━━━━━ Data to examine

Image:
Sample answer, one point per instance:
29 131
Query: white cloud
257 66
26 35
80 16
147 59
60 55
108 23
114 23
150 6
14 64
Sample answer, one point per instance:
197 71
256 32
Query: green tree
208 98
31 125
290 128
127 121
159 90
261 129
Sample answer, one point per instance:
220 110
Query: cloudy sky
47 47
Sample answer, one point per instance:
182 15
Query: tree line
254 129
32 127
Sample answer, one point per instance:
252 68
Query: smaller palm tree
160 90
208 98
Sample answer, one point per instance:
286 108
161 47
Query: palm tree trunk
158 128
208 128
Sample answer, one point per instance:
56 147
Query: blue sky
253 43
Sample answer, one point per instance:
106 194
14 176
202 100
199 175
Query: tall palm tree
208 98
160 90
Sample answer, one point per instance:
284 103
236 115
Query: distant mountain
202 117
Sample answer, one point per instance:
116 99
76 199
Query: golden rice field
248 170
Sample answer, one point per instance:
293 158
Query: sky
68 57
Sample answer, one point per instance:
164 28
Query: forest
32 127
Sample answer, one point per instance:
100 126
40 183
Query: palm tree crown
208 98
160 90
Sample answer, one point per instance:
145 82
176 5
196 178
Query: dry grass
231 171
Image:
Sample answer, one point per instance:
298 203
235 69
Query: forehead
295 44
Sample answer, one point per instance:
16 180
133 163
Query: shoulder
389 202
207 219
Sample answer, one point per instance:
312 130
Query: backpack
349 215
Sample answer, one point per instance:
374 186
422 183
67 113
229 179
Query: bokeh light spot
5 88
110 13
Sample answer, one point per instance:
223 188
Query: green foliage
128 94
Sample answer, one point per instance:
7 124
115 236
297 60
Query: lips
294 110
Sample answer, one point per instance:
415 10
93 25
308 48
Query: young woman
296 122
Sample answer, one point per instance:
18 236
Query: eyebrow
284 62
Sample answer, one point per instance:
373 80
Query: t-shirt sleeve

━━━━━━━━━━

• [What is needed]: The listing above is to be transcribed exactly. Include every line.

• [Answer section]:
Image:
Sample answer, one point per instance:
29 131
Query: white cloud
257 66
26 35
80 16
147 59
60 55
108 23
114 23
150 6
14 64
Sample answer, one point per instance:
197 71
256 32
Query: green tree
208 98
31 125
290 128
127 121
159 90
261 129
Sample answer, one point per instance:
220 110
Query: cloudy sky
47 47
Sample answer, one point per instance:
182 15
Query: tree line
254 129
32 127
Sample answer, one point per instance:
252 68
Query: smaller palm tree
160 90
208 98
Sample answer, one point per instance:
286 108
161 47
Query: palm tree trunk
158 128
208 128
Sample answer, one point per instance:
56 147
Query: blue sky
253 43
Sample answer, one point per instance:
106 194
14 176
202 100
199 175
Query: tall palm tree
208 98
160 90
Sample answer, one point per instance:
284 103
236 115
Query: distant mountain
202 117
Sample answer, one point per instance:
116 99
76 199
Query: golden rice field
248 170
Sample answer, one point per instance:
293 158
Query: sky
68 57
Sample answer, one point per instance:
164 28
Query: forest
32 127
Sample answer, one point per instance:
100 126
40 183
Query: palm tree crown
208 98
160 90
Sample answer, one point per instance:
145 82
176 5
196 178
Query: dry grass
231 171
Image:
Sample answer, one point per instance:
298 203
235 69
Query: forehead
295 44
Sample answer, one point per instance:
16 180
133 163
Query: shoulder
389 202
207 219
Sample answer, one point per instance:
312 130
Query: backpack
349 215
Sample answer, one point per instance:
374 186
422 183
67 113
229 179
Query: bokeh light spot
5 88
110 13
Sample answer, one point per instance:
223 188
Query: green foliage
128 94
Sample answer, one point per instance:
7 124
115 236
297 60
Query: lips
294 110
Sample answer, one point per instance:
415 10
93 25
308 48
Query: young woman
296 122
Sample answer, one point per instance:
18 236
Query: eyebrow
284 62
Sample answer, one point per instance:
373 80
Query: t-shirt sleeve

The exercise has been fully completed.